*課題要件 A*. 混浴温泉世界のレポートで、全国各地で開かれている様々なイベントのテーマとして挙げられているものをすべて列挙してください。
*課題要件 B*. 混浴温泉世界のレポートから、「日本一の温泉噴出量と源泉数をほこる、世界」から「湯のまち「別府」(大分県)。」までの部分を、両端を含めて一字一句そのまま書き写してください。

*対象本文*.
========================
混浴温泉世界2012(別府市)内覧バスツアーレポート!
日本一の温泉噴出量と源泉数をほこる、世界に名だたる湯のまち「別府」を舞台に繰り広げられる、3年に1度の市民主導型国際現代芸術祭、「別府現代芸術フェスティバル2012『混浴温泉世界』」。別府を愛する国内外のアーティスト達と地域のコラボレーションにより創りあげられた、8つの個性的なアートプロジェクトの魅力を一挙紹介!
▲火と水をイメージしたデザインが異なる100本の「のぼり」と、その裾に取り付けられた音色の異なる100個の鈴が、風向きや風の強さによって、様々な表情をみせてくれる。
(場所:餅ケ浜桟橋/アーティスト:クリスチャン・マークレー)
☆芸術の秋!いつもの温泉旅行とは少し気分を変えて「アートな湯のまち散策」を楽しんでみませんか?
秋も深まり、澄みきった青空が気持ちよく感じられる季節になりました!全国各地では、スポーツやアート、食をテーマにした様々なイベントが開催され、地域を盛り上げています。そんなことから、この秋の旅の計画にそうした地域イベントへの参加を計画されている方も多いのではないでしょうか?
そこで今回のレポートでは、旅とアートがひとつになった、この秋イチ押しのアートフェスティバル『混浴温泉世界2012』をご紹介したいと思います。
会場となるのは、日本一の温泉噴出量と源泉数をほこり、年間1,000万人を越える訪問者がいるという、世界に名だたる湯のまち「別府」(大分県)。
========================
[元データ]
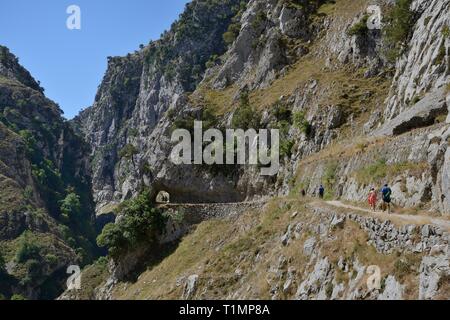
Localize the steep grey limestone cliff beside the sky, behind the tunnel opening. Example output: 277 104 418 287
77 1 256 211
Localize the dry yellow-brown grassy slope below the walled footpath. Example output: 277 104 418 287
114 199 428 299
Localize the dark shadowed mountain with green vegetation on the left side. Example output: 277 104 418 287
0 46 97 299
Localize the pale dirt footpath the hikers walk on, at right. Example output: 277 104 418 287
325 200 450 231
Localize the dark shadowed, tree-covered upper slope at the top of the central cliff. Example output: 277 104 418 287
145 0 247 91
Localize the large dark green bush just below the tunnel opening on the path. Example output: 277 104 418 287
97 191 167 257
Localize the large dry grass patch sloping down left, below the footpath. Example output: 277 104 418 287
115 200 312 299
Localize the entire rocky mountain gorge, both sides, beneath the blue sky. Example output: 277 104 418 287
0 0 450 299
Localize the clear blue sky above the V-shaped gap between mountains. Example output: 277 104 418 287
========================
*課題の結果 A*. スポーツ、アート、食

*課題の結果 B*.
日本一の温泉噴出量と源泉数をほこる、世界に名だたる湯のまち「別府」を舞台に繰り広げられる、3年に1度の市民主導型国際現代芸術祭、「別府現代芸術フェスティバル2012『混浴温泉世界』」。別府を愛する国内外のアーティスト達と地域のコラボレーションにより創りあげられた、8つの個性的なアートプロジェクトの魅力を一挙紹介!
▲火と水をイメージしたデザインが異なる100本の「のぼり」と、その裾に取り付けられた音色の異なる100個の鈴が、風向きや風の強さによって、様々な表情をみせてくれる。
(場所:餅ケ浜桟橋/アーティスト:クリスチャン・マークレー)
☆芸術の秋!いつもの温泉旅行とは少し気分を変えて「アートな湯のまち散策」を楽しんでみませんか?
秋も深まり、澄みきった青空が気持ちよく感じられる季節になりました!全国各地では、スポーツやアート、食をテーマにした様々なイベントが開催され、地域を盛り上げています。そんなことから、この秋の旅の計画にそうした地域イベントへの参加を計画されている方も多いのではないでしょうか?
そこで今回のレポートでは、旅とアートがひとつになった、この秋イチ押しのアートフェスティバル『混浴温泉世界2012』をご紹介したいと思います。
会場となるのは、日本一の温泉噴出量と源泉数をほこり、年間1,000万人を越える訪問者がいるという、世界に名だたる湯のまち「別府」(大分県)。